--- begin ---

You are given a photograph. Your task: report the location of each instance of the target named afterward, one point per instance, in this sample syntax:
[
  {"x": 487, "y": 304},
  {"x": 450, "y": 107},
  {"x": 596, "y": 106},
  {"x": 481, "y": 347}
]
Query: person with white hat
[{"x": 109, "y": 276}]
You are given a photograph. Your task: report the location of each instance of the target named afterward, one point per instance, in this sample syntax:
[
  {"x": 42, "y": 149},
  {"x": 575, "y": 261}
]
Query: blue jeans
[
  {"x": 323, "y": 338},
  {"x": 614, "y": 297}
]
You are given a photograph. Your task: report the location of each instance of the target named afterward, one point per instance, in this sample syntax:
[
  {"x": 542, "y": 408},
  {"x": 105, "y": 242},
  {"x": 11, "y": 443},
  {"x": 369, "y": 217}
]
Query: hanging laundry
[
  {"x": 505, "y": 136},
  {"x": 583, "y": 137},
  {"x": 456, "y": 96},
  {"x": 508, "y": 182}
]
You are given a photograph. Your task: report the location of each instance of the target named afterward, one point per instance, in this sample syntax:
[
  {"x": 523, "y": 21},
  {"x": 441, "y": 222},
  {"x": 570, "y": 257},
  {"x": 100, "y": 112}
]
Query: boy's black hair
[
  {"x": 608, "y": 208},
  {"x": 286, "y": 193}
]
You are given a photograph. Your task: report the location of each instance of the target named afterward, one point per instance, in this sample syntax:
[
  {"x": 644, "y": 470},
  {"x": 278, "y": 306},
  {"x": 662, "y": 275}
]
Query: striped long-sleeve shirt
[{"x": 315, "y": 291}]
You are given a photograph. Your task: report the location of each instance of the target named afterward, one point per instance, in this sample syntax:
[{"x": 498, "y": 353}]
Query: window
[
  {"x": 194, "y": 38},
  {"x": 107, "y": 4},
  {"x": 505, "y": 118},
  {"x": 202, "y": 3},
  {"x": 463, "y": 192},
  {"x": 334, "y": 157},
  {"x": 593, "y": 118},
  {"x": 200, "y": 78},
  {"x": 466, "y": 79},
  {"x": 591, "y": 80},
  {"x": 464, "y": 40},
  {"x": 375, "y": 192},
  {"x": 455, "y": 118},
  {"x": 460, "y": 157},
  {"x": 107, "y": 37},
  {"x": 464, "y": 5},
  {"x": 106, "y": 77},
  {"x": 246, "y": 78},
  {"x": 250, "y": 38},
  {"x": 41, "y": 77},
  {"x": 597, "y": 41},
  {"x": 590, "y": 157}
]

--- end ---

Pull out each line of the material above that contains the string "Query".

**Correct answer**
Query: person with white hat
Query: blue jeans
Query: hanging laundry
Query: boy's black hair
Query: striped long-sleeve shirt
Query: window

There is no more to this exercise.